Coordinate annotation entries
◇ ◇ ◇ ◇

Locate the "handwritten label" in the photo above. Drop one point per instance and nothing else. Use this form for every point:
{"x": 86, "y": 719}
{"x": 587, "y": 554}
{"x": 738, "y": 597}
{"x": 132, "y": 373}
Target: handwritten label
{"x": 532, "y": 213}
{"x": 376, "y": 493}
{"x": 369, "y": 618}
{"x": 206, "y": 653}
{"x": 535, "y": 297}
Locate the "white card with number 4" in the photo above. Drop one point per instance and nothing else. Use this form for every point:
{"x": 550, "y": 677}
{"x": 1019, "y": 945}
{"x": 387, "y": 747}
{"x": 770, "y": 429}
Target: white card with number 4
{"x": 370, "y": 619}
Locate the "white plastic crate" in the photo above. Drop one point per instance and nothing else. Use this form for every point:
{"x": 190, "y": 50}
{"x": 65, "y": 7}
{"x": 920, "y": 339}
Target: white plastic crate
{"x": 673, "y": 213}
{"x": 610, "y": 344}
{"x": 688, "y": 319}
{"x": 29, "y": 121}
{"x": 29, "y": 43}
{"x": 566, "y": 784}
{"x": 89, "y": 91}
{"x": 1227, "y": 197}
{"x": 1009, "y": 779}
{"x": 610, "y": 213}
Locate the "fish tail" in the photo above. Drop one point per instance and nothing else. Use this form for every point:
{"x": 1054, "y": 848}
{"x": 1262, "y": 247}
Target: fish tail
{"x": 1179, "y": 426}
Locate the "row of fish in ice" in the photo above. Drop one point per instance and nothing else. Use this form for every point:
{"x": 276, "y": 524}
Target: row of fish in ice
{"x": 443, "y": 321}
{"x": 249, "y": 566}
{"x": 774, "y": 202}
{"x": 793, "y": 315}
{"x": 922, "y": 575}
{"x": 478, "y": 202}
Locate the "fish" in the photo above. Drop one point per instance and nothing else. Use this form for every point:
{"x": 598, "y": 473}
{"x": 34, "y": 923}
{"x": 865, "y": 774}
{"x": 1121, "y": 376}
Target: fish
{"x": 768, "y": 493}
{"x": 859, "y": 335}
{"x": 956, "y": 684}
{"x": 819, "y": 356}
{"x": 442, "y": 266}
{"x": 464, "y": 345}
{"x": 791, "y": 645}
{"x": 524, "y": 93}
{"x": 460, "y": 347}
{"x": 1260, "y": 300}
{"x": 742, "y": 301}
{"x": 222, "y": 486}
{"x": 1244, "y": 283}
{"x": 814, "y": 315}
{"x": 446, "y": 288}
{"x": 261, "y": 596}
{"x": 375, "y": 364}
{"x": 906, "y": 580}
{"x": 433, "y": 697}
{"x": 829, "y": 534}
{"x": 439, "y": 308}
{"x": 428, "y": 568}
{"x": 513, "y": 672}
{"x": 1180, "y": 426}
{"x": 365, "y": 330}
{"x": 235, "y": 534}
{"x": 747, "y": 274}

◇ ◇ ◇ ◇

DIRECTIONS
Collect and copy out every line above that contains the string "Target". Matching is case-sensitive.

SOLUTION FOR THIS TASK
Target: handwritten label
Target: white card with number 4
Target: white plastic crate
Target: fish tail
Target: row of fish in ice
Target: fish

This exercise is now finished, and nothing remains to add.